## Excerpt to read
_ _ _ _

Single by Linkin Park

from the album Transformers: Revenge of the Fallen – The Album
- B-side: "New Divide" (instrumental); "New Divide" (a cappella);
- Released: May 18, 2009
- Recorded: 2009
- Genre: Alternative rock; electronic rock;
- Length: 4:28
- Label: Reprise; Warner Bros.;
- Songwriter: Linkin Park
- Producer: Mike Shinoda

Linkin Park singles chronology
| "Leave Out All the Rest" (2008) | "New Divide" (2009) | "Not Alone" (2010) |

Audio sample
- file; help;

Music video
- "New Divide" on YouTube

= New Divide =

"New Divide" is a song by American rock band Linkin Park. The song was released as a standalone single, and was also recorded specifically for the soundtrack to Michael Bay's film Transformers: Revenge of the Fallen. It was written by the band and produced by band member Mike Shinoda. It also serves as the film's main theme and was released as the soundtrack's lead single on May 18, 2009, by Reprise Records.

"New Divide" was widely acclaimed by professional critics and remains one of the most popular songs in Linkin Park's discography. It is one of the few songs to top the US Rock Songs, Alternative Songs, and Hot Mainstream Rock Tracks at the same time. It is one of the band's highest-charting songs, peaking at number 6 on the US Billboard Hot 100. Its working title was "Megatron".

==Background==
Linkin Park's "What I've Done" is on the first Transformers soundtrack and was played in the trailer for a short second. Mike Shinoda first alluded to "New Divide" on March 28, 2009, stating, "We've been working on a new song in the past couple of weeks that has been a lot of fun. The backdrop for the song is built on layered, heavy synths and a sharp performance by [the band's drummer,] Rob Bourdon." On April 24, Shinoda revealed that they were working with film score composer Hans Zimmer, writing various interpretations of "New Divide" to serve as thematic elements for the film. When discussing the Transformers sequel with Blabbermouth, Michael Bay said, "I love Linkin Park... they really delivered with 'New Divide' — it's a great song that perfectly matches the film's intensity." Parts of the intro were used in the final Transformers trailer.

_ _ _ _

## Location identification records
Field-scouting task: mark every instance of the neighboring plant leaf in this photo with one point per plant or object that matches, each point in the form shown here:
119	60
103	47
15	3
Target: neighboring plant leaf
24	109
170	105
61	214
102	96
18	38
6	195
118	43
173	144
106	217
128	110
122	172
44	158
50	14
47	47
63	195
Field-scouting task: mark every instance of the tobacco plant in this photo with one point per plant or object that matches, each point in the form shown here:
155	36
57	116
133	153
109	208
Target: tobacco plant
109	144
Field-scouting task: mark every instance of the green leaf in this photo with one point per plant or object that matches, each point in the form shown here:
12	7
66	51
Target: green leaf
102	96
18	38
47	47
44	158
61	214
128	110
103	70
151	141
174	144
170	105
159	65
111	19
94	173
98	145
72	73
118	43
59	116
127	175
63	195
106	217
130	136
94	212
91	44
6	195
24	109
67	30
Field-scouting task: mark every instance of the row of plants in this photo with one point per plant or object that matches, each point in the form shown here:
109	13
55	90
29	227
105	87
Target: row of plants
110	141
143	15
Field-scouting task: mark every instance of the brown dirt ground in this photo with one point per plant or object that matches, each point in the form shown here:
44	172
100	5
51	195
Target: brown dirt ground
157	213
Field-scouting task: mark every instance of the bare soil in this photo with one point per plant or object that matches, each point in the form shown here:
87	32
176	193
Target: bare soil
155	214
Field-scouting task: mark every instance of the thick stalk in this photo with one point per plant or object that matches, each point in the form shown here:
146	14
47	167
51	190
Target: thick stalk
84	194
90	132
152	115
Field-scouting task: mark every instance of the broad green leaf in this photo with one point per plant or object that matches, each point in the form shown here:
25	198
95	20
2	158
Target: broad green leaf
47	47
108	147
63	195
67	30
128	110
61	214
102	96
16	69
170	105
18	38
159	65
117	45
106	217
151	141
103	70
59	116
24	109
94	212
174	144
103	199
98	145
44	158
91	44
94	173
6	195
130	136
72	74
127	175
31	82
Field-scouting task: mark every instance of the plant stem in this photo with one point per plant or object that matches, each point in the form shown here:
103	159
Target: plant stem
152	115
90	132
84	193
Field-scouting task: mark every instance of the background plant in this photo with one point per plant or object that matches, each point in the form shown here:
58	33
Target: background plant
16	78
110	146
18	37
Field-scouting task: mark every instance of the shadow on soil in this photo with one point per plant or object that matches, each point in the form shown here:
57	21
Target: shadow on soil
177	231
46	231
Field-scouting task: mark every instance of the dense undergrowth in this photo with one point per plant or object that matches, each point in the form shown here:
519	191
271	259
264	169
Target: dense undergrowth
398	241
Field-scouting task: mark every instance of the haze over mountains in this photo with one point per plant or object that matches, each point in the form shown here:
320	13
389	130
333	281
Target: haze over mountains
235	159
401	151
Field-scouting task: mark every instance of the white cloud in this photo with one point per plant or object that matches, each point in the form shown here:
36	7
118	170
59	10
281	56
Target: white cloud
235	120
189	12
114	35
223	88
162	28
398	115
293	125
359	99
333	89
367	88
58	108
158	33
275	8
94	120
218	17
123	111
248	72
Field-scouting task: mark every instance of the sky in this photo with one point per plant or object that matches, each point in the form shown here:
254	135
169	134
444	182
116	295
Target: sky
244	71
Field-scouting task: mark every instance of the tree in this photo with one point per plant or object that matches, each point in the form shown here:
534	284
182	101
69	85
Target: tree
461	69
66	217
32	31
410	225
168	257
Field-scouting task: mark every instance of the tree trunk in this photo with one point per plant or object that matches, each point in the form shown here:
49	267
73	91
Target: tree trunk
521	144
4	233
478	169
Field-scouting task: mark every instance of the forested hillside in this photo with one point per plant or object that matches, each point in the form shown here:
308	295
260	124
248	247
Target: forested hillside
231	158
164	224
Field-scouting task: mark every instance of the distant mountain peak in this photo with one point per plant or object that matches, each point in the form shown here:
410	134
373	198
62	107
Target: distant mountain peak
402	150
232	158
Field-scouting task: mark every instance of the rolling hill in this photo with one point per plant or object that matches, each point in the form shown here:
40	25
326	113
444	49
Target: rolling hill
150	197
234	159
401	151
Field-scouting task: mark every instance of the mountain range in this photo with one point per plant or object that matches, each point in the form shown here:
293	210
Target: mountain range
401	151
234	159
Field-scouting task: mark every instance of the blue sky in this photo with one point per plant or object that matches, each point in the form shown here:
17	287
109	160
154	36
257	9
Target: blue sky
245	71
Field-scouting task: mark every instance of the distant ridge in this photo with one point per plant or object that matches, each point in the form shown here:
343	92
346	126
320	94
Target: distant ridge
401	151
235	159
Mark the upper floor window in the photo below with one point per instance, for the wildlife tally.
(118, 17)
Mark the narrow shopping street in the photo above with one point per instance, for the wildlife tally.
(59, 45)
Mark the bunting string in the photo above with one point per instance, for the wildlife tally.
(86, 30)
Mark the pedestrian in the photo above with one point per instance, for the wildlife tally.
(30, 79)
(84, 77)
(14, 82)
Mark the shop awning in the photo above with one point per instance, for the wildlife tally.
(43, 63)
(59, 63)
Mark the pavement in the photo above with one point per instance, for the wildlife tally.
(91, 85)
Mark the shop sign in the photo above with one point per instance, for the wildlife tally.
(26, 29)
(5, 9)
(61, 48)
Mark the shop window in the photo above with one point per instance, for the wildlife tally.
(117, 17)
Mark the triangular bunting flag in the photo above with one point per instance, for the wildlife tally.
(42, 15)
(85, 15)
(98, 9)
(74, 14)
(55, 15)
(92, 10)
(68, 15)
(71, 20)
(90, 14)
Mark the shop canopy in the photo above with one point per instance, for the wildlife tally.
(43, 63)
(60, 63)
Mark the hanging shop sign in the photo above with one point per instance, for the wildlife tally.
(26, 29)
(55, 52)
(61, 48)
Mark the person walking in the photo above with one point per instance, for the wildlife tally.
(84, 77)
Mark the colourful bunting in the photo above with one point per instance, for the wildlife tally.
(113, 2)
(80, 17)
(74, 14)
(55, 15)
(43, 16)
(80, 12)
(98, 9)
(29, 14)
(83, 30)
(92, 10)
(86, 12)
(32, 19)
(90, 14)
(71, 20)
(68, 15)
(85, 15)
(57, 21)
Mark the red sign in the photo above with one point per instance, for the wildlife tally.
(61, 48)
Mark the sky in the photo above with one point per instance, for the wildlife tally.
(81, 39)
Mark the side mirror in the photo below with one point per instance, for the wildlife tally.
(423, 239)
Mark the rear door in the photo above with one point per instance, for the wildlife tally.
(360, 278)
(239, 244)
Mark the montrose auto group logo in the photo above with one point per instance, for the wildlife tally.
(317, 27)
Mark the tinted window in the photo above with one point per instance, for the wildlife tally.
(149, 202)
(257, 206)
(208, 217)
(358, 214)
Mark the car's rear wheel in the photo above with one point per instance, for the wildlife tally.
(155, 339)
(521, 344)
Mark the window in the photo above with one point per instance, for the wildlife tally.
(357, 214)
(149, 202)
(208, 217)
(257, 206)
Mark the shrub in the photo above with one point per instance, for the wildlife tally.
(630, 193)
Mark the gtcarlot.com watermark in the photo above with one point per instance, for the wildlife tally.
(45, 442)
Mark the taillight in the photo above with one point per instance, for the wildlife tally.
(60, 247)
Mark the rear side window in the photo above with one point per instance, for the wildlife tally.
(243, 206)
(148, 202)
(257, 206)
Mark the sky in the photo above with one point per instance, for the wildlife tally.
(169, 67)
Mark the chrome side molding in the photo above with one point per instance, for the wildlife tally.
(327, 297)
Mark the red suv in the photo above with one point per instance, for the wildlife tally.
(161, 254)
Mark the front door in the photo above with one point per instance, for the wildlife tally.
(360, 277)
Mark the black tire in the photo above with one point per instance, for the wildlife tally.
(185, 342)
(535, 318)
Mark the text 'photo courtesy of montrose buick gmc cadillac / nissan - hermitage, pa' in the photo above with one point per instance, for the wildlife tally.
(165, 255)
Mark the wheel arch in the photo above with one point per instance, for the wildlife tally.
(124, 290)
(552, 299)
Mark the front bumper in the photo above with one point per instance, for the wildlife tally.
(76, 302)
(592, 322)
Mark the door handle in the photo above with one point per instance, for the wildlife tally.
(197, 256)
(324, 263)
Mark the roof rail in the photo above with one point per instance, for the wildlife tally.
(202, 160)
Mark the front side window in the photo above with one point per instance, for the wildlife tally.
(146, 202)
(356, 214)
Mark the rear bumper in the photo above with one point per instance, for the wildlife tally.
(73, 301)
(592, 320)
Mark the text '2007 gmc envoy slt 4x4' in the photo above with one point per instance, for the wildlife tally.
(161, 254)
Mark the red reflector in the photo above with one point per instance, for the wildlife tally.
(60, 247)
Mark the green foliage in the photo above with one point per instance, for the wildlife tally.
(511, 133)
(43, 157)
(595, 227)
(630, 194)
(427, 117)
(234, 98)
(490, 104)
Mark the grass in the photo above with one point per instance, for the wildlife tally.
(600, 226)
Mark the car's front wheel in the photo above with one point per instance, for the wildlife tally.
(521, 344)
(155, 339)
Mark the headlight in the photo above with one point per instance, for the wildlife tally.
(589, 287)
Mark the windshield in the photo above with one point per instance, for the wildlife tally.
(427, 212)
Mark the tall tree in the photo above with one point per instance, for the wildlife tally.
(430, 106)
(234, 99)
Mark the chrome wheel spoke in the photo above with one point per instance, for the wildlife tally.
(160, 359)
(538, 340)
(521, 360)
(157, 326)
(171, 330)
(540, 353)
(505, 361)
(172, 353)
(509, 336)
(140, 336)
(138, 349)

_ _ _ _

## Goal
Continue the article about the Linkin Park song "New Divide", starting right after its last sentence above.

## Answer
The cue "NEST" from Steve Jablonsky's Revenge of the Fallen musical score features instrumental excerpts from "New Divide". Linkin Park worked with award-winning composer Hans Zimmer to rework "New Divide" into the musical score. As a result, the song was featured prominently in the film, with instrumental clips of it played several times throughout, in addition to the song being played during the end credits. The song was later adopted as the theme/opening song for the NHL's San Jose Sharks. The song also plays as the background music for the Medal of Honor E3 multiplayer trailer.

A live version of the song is included as a B-side to "The Catalyst" and a bonus track for the Japanese release of A Thousand Suns. The studio version of the song is also included as the B-side to "Iridescent".

On September 4, 2012, "New Divide", along with "Breaking the Habit", "Shadow of the Day", and "Burn It Down", were released in the "Linkin Park Pack 02" as downloadable content for the music rhythm video game Rock Band 3.

The instrumental version of this song was also featured on the Weather Channel's Local on the 8's playlist in January and February 2012.

In 2024, "New Divide" was included on the compilation album Papercuts (Singles Collection 2000–2023).

==Composition==
The song is composed in the key of F minor in 4/4 time. The song employs a verse-chorus-verse format, with the second chorus being cut short by a mechanically-themed breakdown meant to emulate the iconic "transforming" sound effect from the Transformers franchise.

==Critical reception==
"New Divide" received critical acclaim upon its release. Fans lauded it for its aptitude and appeal as the movie's soundtrack. Much of the song's criticism from reviewers is that of the structure, claiming it is too similar to past Linkin Park singles, as well as sounding very similar to "What I've Done" which was used in Transformers. Videos posted on YouTube show similarities in structure between the two songs. One of the reviews was from Chris Williams of Billboard Magazine, who wrote:

" 'New Divide' fits the sci-fi genre: spacious, moody and futuristic. Lead vocalist Chester Bennington gives one of his more straightforward vocal performances, deftly balancing his usual rock edge with a more melody-focused pop vocal. It's a welcome return that should satisfy the band's fan base and bring in some new fans as well."

The song received a first-round nomination for Best Original Song for the 82nd Academy Awards but failed to make it to the final list.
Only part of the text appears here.